Aim:
Reproduce every row below verbatim, line for line, without changing, adding, or omitting anything.

[START OF Records supplied]

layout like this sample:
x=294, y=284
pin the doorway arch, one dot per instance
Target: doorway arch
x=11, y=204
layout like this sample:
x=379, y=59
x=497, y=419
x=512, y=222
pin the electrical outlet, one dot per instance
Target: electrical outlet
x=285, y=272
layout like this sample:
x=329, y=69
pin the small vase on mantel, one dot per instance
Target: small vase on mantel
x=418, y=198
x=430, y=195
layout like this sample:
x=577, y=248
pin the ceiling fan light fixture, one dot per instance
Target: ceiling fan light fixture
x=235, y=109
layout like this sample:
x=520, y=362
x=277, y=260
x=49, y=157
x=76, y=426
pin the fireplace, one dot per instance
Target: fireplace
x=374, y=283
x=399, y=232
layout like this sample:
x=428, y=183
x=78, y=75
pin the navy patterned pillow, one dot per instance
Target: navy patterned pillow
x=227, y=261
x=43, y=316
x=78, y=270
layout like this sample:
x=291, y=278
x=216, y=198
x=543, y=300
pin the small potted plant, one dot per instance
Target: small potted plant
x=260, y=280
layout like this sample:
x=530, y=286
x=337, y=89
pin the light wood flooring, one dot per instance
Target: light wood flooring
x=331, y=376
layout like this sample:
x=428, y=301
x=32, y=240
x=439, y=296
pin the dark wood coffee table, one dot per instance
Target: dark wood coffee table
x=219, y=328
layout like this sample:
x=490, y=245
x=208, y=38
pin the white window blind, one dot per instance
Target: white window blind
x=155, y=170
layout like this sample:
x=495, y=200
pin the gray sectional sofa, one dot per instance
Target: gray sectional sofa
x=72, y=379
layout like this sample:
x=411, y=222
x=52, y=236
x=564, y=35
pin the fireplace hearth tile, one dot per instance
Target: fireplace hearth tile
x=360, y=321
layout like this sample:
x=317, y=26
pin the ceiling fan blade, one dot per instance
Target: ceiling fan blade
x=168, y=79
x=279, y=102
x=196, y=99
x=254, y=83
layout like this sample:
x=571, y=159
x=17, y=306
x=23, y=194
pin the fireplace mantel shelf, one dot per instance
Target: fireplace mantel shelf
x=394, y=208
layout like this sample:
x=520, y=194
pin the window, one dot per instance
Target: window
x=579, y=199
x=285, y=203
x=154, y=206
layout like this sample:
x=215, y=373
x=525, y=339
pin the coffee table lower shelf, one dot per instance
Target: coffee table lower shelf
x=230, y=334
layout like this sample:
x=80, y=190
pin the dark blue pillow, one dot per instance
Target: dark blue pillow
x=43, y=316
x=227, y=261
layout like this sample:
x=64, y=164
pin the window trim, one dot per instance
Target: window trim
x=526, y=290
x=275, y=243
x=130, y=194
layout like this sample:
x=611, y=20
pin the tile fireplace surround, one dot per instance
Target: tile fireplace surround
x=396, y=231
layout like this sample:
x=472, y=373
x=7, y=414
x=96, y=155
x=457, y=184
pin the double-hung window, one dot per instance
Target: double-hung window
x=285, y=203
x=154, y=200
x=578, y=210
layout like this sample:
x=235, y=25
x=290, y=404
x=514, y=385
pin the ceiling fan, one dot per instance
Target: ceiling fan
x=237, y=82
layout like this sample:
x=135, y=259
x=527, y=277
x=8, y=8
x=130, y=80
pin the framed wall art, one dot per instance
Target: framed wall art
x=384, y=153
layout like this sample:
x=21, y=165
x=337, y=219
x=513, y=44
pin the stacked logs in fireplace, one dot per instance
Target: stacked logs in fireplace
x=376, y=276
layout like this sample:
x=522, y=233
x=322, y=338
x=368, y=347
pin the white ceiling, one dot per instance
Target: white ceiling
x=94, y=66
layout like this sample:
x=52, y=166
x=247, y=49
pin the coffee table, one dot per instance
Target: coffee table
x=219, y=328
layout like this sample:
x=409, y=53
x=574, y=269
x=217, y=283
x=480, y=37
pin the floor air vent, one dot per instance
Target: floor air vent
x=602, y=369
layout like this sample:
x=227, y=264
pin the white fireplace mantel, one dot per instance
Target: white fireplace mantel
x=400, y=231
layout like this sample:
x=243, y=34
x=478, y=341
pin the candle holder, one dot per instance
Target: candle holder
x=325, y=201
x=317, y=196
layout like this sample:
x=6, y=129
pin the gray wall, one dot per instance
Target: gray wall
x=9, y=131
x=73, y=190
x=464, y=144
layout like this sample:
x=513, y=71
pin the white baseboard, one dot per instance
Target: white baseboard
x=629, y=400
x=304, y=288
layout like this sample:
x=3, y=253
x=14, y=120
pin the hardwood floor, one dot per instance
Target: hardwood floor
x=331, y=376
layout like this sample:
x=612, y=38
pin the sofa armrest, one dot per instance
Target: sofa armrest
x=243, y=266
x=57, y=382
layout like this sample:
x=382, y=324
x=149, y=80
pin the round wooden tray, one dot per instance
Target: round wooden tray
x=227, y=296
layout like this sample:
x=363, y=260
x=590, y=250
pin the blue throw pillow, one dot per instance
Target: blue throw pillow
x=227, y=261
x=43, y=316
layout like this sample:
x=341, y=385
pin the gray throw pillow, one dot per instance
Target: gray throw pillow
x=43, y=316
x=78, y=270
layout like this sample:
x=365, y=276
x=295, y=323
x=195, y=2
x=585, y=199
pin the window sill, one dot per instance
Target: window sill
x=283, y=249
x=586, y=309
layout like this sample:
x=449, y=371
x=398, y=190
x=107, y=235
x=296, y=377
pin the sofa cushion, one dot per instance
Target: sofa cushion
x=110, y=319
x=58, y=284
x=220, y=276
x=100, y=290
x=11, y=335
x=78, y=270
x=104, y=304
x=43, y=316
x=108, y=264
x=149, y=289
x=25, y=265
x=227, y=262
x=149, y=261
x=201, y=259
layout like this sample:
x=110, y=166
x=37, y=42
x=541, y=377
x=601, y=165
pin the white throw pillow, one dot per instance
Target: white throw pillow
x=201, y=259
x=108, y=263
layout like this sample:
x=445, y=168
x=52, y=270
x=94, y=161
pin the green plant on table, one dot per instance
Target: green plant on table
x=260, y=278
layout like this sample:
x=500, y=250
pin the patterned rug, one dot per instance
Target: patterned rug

[END OF Records supplied]

Written answer:
layout like this sample:
x=294, y=284
pin the doorway arch, one dot per instance
Target: doorway arch
x=11, y=204
layout like this sample:
x=379, y=59
x=497, y=419
x=512, y=222
pin the electrical outlet, one dot per instance
Target: electrical outlet
x=285, y=272
layout like this sample:
x=329, y=69
pin the small vase on mantel, one dot per instance
Target: small vase on mantel
x=418, y=198
x=430, y=195
layout like this sample:
x=577, y=248
pin the ceiling fan light fixture, one dot per instance
Target: ceiling fan light fixture
x=235, y=109
layout like this sample:
x=520, y=362
x=277, y=260
x=49, y=157
x=76, y=426
pin the fireplace, one dot per instance
Target: fireplace
x=374, y=283
x=399, y=232
layout like this sample:
x=428, y=183
x=78, y=75
pin the navy patterned pillow, one dot per instance
Target: navy patterned pillow
x=227, y=261
x=43, y=316
x=78, y=270
layout like this sample:
x=291, y=278
x=216, y=198
x=543, y=300
pin the small potted plant, one dot per instance
Target: small potted plant
x=260, y=280
layout like this sample:
x=530, y=286
x=337, y=89
pin the light wood flooring, one dot per instance
Target: light wood flooring
x=331, y=376
layout like this sample:
x=428, y=301
x=32, y=240
x=439, y=296
pin the dark wood coffee table, one dot per instance
Target: dark wood coffee table
x=219, y=328
layout like this sample:
x=490, y=245
x=208, y=38
pin the white window blind, one dot per instance
Target: white window blind
x=155, y=170
layout like this sample:
x=495, y=200
pin the gray sectional sofa, one dot per instance
Target: gray sectional sofa
x=72, y=379
layout like this sample:
x=411, y=222
x=52, y=236
x=564, y=35
pin the fireplace hearth tile, one dot per instance
Target: fireplace hearth tile
x=360, y=321
layout like this sample:
x=317, y=26
pin the ceiling fan blade, one dot per instance
Target: ceiling fan blade
x=168, y=79
x=279, y=102
x=196, y=99
x=254, y=83
layout like this sample:
x=571, y=159
x=17, y=306
x=23, y=194
pin the fireplace mantel shelf, one dot per instance
Target: fireplace mantel shelf
x=394, y=208
layout like this sample:
x=520, y=194
pin the window, one dot per instance
Target: window
x=579, y=199
x=285, y=203
x=154, y=206
layout like this sample:
x=215, y=373
x=525, y=339
pin the coffee table lower shelf, one dot per instance
Target: coffee table lower shelf
x=230, y=334
layout like this sample:
x=80, y=190
pin the dark blue pillow, one dot per instance
Target: dark blue pillow
x=43, y=316
x=227, y=261
layout like this sample:
x=64, y=164
pin the window trim, one dot per instance
Target: window trim
x=526, y=290
x=275, y=243
x=130, y=194
layout like this sample:
x=611, y=20
pin the tile fireplace surround, one dot per instance
Target: tile fireplace surround
x=396, y=231
layout like this sample:
x=472, y=373
x=7, y=414
x=96, y=155
x=457, y=184
pin the double-hung window, one dot per instance
Target: double-hung window
x=285, y=203
x=154, y=200
x=578, y=210
layout like this sample:
x=235, y=25
x=290, y=404
x=514, y=385
pin the ceiling fan, one dot per instance
Target: ceiling fan
x=237, y=82
layout like this sample:
x=135, y=259
x=527, y=277
x=8, y=8
x=130, y=80
pin the framed wall art, one dot per instance
Target: framed wall art
x=384, y=153
layout like this sample:
x=21, y=165
x=337, y=219
x=513, y=44
pin the stacked logs in fireplace, one dot per instance
Target: stacked logs in fireplace
x=376, y=276
layout like this sample:
x=522, y=233
x=322, y=338
x=368, y=347
pin the white ceiling, one dot per instance
Target: white ceiling
x=94, y=66
layout like this sample:
x=52, y=166
x=247, y=49
pin the coffee table, one dot per instance
Target: coffee table
x=219, y=328
layout like this sample:
x=409, y=53
x=574, y=269
x=217, y=283
x=480, y=37
pin the floor air vent, one dot per instance
Target: floor air vent
x=602, y=369
layout like this sample:
x=227, y=264
pin the white fireplace mantel, one dot per instance
Target: white fireplace mantel
x=400, y=231
layout like this sample:
x=243, y=34
x=478, y=341
pin the candle holder, one dot per instance
Target: candle holder
x=325, y=201
x=317, y=196
layout like this sample:
x=6, y=129
pin the gray wall, one dot per instance
Target: gray wall
x=9, y=131
x=73, y=190
x=464, y=144
layout like this sample:
x=513, y=71
pin the white baseboard, one dot per instance
Target: white baseboard
x=629, y=400
x=304, y=288
layout like this sample:
x=3, y=253
x=14, y=120
pin the hardwood floor, one dot per instance
Target: hardwood floor
x=331, y=376
layout like this sample:
x=612, y=38
pin the sofa armrest, one dot per instance
Target: sofa armrest
x=243, y=266
x=57, y=382
layout like this sample:
x=382, y=324
x=149, y=80
pin the round wooden tray, one dot per instance
Target: round wooden tray
x=227, y=296
layout like this sample:
x=363, y=260
x=590, y=250
pin the blue throw pillow, one dot per instance
Target: blue throw pillow
x=227, y=261
x=43, y=316
layout like this sample:
x=341, y=385
pin the gray throw pillow, one dot per instance
Target: gray throw pillow
x=43, y=316
x=78, y=270
layout like this sample:
x=365, y=276
x=295, y=323
x=195, y=2
x=585, y=199
pin the window sill, one dot per instance
Target: window sill
x=283, y=249
x=586, y=309
layout like this sample:
x=449, y=371
x=398, y=190
x=107, y=235
x=296, y=377
pin the sofa cushion, one dot per instance
Target: sofa cushion
x=110, y=319
x=58, y=284
x=220, y=276
x=100, y=290
x=11, y=335
x=78, y=270
x=104, y=304
x=43, y=316
x=108, y=264
x=149, y=289
x=25, y=265
x=227, y=262
x=149, y=261
x=201, y=259
layout like this sample:
x=110, y=166
x=37, y=42
x=541, y=377
x=601, y=165
pin the white throw pillow, one dot per instance
Target: white throw pillow
x=201, y=259
x=108, y=263
layout like this sample:
x=445, y=168
x=52, y=270
x=94, y=161
pin the green plant on table, one dot per instance
Target: green plant on table
x=260, y=278
layout like this sample:
x=500, y=250
pin the patterned rug, one dot per instance
Target: patterned rug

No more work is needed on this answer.